### Exercise
From the material below, copy out in full each line that contains the string "outline".

Some records:

************

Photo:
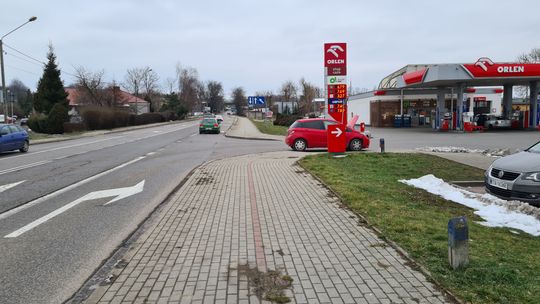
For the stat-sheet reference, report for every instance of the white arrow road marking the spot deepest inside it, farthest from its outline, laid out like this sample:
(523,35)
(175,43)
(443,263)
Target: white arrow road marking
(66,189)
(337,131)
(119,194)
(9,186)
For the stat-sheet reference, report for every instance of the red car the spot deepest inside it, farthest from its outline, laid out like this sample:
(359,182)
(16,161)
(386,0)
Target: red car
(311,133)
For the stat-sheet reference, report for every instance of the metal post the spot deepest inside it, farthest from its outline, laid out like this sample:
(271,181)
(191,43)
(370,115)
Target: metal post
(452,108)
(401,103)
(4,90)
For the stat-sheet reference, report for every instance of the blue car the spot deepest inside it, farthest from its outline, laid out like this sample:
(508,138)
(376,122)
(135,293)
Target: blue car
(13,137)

************

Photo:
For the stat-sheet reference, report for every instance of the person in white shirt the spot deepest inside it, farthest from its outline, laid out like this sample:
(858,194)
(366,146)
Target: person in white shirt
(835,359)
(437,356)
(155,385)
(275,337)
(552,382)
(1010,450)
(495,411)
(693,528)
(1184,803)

************

### The reply
For the stat-sheet reference, report for every instance of the white arrow road marking the spot deepest inside it, farthest from its outline, laid out like this sample:
For the stat-sheet reference, report for every instance of the red car the spot deepest inside it, farthest from its outline, laid out like this sample:
For the stat-sheet reference, report for every instance of the metal post the spot deepest inside it, farthest from its outline, laid out like this sample:
For the stat-sheet reference, report for every instance of the blue car the spot deepest inside it, farthest from its outline, laid out like this sample:
For the stat-sheet reference, report for every instance of the person in white shirt the spot deepest inside it, farthest from its outline, laid out like this sample:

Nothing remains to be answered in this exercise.